>>>

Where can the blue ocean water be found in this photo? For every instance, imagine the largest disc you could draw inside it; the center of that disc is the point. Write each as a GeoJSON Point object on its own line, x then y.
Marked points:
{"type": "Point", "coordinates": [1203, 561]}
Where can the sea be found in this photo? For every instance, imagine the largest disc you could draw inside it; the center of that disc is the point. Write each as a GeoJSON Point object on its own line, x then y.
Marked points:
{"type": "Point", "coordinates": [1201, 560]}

<<<
>>>

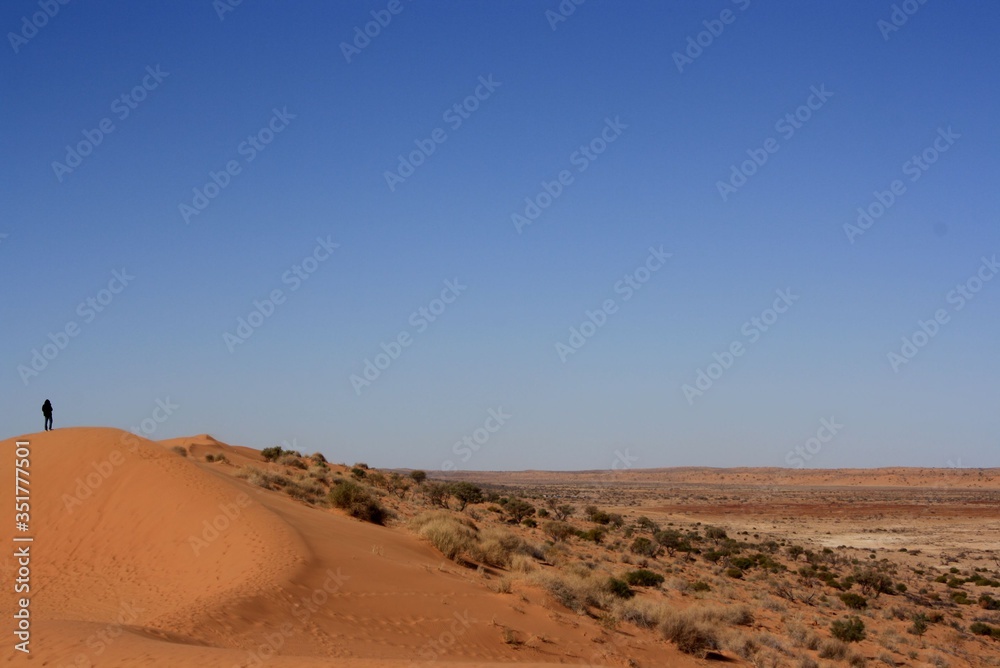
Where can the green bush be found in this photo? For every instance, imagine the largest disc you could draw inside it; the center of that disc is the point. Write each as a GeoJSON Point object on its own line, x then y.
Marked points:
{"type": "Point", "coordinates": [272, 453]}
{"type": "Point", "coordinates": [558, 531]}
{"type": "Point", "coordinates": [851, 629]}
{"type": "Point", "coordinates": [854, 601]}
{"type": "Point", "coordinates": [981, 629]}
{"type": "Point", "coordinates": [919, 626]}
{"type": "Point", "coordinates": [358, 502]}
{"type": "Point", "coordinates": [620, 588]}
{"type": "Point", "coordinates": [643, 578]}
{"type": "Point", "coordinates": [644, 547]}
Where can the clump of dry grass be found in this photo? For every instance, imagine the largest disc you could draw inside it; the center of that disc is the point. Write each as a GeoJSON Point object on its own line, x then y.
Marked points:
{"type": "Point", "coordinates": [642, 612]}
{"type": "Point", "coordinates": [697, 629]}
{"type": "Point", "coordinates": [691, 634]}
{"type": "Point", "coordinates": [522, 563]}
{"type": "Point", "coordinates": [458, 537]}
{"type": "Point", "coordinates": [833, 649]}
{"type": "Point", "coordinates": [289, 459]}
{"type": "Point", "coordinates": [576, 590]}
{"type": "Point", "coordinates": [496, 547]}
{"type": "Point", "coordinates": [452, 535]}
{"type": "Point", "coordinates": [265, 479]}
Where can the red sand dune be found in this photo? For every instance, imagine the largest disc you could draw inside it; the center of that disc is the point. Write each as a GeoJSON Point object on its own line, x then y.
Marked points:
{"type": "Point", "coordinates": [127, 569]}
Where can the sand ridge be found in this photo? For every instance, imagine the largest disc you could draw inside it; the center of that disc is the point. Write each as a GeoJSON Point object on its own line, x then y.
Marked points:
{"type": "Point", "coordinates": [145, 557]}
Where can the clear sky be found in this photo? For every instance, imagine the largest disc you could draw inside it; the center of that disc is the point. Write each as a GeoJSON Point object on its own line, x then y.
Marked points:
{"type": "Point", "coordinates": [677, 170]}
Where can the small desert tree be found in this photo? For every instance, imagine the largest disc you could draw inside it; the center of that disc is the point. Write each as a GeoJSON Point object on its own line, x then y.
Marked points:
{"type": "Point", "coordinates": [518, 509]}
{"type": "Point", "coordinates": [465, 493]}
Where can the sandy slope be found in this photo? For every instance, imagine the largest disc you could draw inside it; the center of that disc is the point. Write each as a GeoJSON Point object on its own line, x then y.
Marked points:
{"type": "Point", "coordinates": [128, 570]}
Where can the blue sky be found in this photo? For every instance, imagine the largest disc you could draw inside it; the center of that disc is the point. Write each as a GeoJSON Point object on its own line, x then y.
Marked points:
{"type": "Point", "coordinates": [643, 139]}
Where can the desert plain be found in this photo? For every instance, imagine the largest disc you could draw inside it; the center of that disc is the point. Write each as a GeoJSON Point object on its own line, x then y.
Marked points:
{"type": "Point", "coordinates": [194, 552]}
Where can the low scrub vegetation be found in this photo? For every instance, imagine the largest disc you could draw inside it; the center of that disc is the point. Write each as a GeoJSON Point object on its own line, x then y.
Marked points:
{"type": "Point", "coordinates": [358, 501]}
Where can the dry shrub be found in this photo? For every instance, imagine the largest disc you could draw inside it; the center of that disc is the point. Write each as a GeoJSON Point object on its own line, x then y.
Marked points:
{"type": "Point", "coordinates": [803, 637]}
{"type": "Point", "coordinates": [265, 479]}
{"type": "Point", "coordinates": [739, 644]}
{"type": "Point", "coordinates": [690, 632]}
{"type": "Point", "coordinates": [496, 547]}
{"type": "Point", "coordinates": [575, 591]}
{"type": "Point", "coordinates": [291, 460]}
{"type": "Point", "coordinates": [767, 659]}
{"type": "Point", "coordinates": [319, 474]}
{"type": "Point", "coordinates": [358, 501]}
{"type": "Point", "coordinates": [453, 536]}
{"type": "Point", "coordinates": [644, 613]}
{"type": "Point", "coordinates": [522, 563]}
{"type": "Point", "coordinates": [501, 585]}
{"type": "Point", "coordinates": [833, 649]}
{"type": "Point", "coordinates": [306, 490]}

<<<

Your instructions: In the entries above, locate every line with the word "desert" and copy it.

Exercise output:
Where can the small desert tree be found in this photo? For every instance, imagine the largest disc you could draw inside it; the center of that disc is the point. Write each as a GeoJSON Point object on its own line, x then y.
Where can the desert plain be found in this photo? For every instance, imagine the largest disc you could draw inside it; the center of that disc is the point. Write each as a GeoJSON Point object on its own line, x then y.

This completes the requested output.